#### SHORT TASK
Print every one of the items below word for word, leaving the pictures out.
BEGIN WORKING DATA
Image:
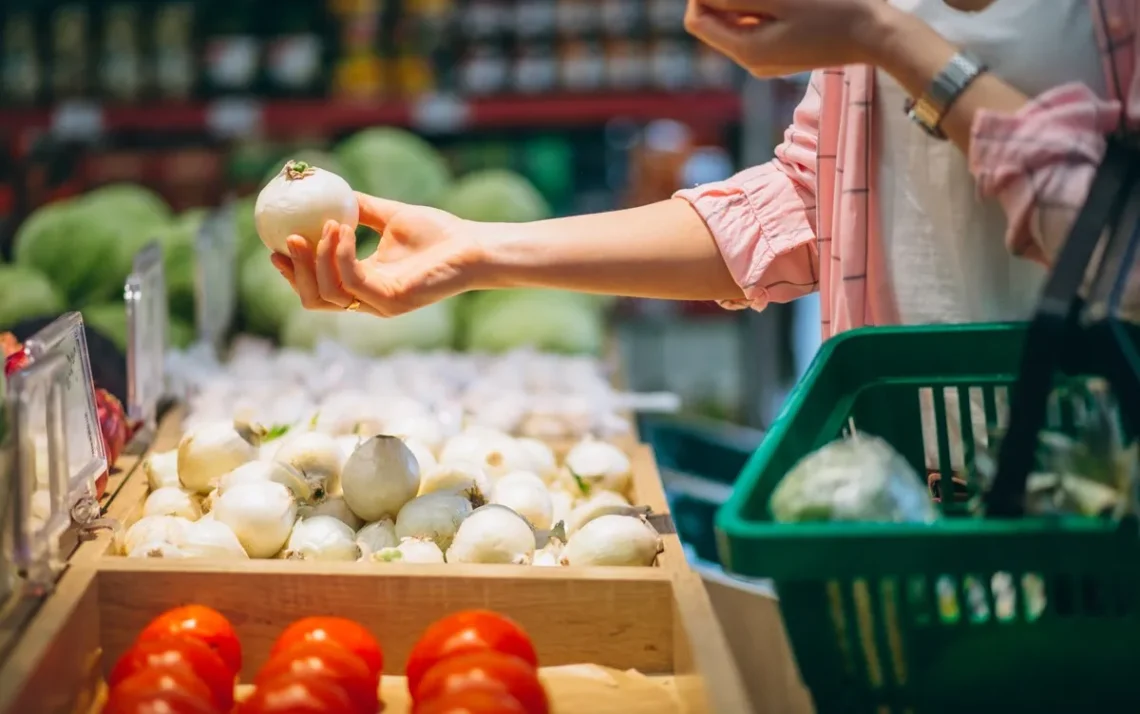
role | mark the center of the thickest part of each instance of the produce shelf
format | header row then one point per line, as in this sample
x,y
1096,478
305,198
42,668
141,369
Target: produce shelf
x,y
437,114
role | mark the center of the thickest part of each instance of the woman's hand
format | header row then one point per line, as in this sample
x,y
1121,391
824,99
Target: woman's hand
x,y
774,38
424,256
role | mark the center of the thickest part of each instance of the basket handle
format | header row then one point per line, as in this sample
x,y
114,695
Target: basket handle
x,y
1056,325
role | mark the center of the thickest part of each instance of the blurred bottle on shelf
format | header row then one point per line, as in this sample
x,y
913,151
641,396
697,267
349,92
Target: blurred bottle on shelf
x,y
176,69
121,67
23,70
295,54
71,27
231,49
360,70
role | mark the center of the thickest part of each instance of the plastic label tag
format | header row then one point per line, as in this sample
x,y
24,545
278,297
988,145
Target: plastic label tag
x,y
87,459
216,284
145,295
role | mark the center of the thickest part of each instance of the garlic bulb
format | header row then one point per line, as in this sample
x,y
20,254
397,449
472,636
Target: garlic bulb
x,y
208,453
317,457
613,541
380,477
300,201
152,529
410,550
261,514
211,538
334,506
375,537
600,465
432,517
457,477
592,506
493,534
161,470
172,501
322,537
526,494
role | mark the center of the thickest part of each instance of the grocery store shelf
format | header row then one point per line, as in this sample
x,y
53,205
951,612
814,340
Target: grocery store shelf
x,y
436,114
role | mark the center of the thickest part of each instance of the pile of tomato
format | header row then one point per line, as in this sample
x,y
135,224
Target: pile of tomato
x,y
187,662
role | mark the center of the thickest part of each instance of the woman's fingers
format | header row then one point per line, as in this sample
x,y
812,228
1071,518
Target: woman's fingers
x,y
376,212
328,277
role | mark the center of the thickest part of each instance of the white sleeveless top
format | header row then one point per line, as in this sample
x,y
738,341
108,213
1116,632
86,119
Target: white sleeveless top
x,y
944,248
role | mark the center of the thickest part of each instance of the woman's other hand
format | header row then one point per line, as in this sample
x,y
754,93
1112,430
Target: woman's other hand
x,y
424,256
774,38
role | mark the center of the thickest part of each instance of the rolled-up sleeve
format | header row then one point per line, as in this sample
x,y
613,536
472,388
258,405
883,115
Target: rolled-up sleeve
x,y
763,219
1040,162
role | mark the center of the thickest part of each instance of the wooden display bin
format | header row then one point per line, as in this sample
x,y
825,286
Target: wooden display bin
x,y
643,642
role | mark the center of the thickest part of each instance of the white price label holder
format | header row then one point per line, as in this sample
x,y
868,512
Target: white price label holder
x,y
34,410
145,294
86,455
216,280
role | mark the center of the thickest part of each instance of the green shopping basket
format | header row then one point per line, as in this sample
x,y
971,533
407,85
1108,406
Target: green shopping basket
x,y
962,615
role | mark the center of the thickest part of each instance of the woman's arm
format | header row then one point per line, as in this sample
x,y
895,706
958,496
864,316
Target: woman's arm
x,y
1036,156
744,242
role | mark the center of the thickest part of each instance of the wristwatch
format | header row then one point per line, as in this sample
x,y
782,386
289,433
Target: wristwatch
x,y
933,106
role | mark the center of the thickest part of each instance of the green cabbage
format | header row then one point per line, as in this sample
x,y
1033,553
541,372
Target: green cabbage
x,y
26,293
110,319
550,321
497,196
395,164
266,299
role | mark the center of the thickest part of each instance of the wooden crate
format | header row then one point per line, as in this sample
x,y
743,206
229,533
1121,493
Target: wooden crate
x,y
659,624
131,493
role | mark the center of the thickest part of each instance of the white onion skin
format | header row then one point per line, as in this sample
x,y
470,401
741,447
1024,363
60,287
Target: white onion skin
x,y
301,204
END WORKING DATA
#### WRITTEN REPLY
Image:
role | mark the center of the thickest part of each instance of the produce shelf
format | header row then one point per line, as in this sample
x,y
1096,478
305,198
42,668
141,369
Target: produce shelf
x,y
437,114
role | mark the center of the thickest part of each instance of the woman's hand
format | header row then one point per line, as in this sample
x,y
1121,391
824,99
Target: woman's hand
x,y
774,38
424,256
role | mark the center of the thickest part of each instance of the basket handle
format | header row then one point per line, as in this sample
x,y
114,695
Target: basket handle
x,y
1056,325
role | mark the center of the thickest part of each instance of the blurred bottle on shelf
format | header row then one point per line, as in this sample
x,y
913,151
641,396
697,267
349,92
Target: blurred bottle on shelf
x,y
176,69
121,67
23,70
295,54
71,27
231,49
360,70
role | mark the center of the thickest part of each instance of the plastic label tag
format | header row then one point per line, as in this sample
x,y
24,545
278,297
988,145
Target: plastic label tag
x,y
87,459
216,284
145,295
role | mark the center of the thickest part of each instance of the garlic bulb
format | header row then one point per line, as in this sample
x,y
20,254
397,449
472,636
Target: garlic bulb
x,y
208,453
317,457
613,541
380,477
300,201
152,529
410,550
261,514
211,538
334,506
375,537
600,465
432,517
457,477
592,506
493,534
161,470
172,501
322,537
526,494
role | mark the center of the thickest part of each instance of the grocery store shelf
format | header row then one point per line, as in this sample
x,y
53,205
951,612
814,340
Target: grocery store shelf
x,y
436,114
role | mark the center of the thickest part of each instance of the pile of tomato
format | header row then one point per line, as in this sample
x,y
135,224
Target: pile of tomato
x,y
187,662
role | mark the center of the thickest part of each instance of the woman's fingers
format | header row then one point per line, as in this sample
x,y
812,228
1071,518
Target: woman's fingers
x,y
376,212
328,277
role | mark the center of the thickest part of each instance of the white sleeveless top
format | header row then one point per line, as in this sample
x,y
738,341
108,213
1116,632
86,119
Target: white sleeveless top
x,y
944,248
role | mark the center of the thickest part of each instance of the woman's other hand
format | header row then one point per line, as in this sample
x,y
754,93
1112,430
Target: woman's other hand
x,y
424,256
774,38
role | mark the center of the thickest part of each instance of the rolled-up sleeve
format | header row then one point per line, as in this sample
x,y
613,536
472,388
258,405
883,115
Target: rolled-up sleeve
x,y
763,219
1040,162
role | mark the center of the thickest part of each instance of the wooden display bin
format | header row then one point per line, as in this sample
x,y
825,286
Target: wooden display bin
x,y
643,642
role | mark the center of the thickest part of each instance of the white price label holder
format | header row then one point per line, as in this sample
x,y
868,512
Target: white price label holder
x,y
34,410
145,294
86,455
216,280
role | mark the center of the thickest part of each instance of the green shopping basket
format | header row then one point per line, as in this sample
x,y
971,533
407,85
1108,406
Target: green shopping basket
x,y
962,615
role | mark the center of the thickest part of each instance of the woman's arm
format | header row then one point per line, as in this sample
x,y
895,706
958,496
864,316
Target: woman's arm
x,y
1036,156
744,242
role | mark the center of the thickest part of each instance of the wristwatch
format | header row then one point per line, as in this sample
x,y
782,386
289,433
Target: wristwatch
x,y
933,106
role | mark the center of the thickest part of each instance of the green cabbage
format | header row then one point per line, as in this sample
x,y
1033,553
541,372
Target: green cabbage
x,y
26,293
110,319
550,321
497,196
395,164
266,299
role | mark the center of the thickest part of each instance of the wooden crate
format | header row then one point per line, as in this sample
x,y
743,206
229,533
1121,493
Target: wooden crate
x,y
659,624
131,493
role | mark the center of the thickest part of each instance of the white onion skin
format | header row then one point per line, as in this sample
x,y
470,401
741,447
1024,363
60,287
Target: white onion skin
x,y
301,204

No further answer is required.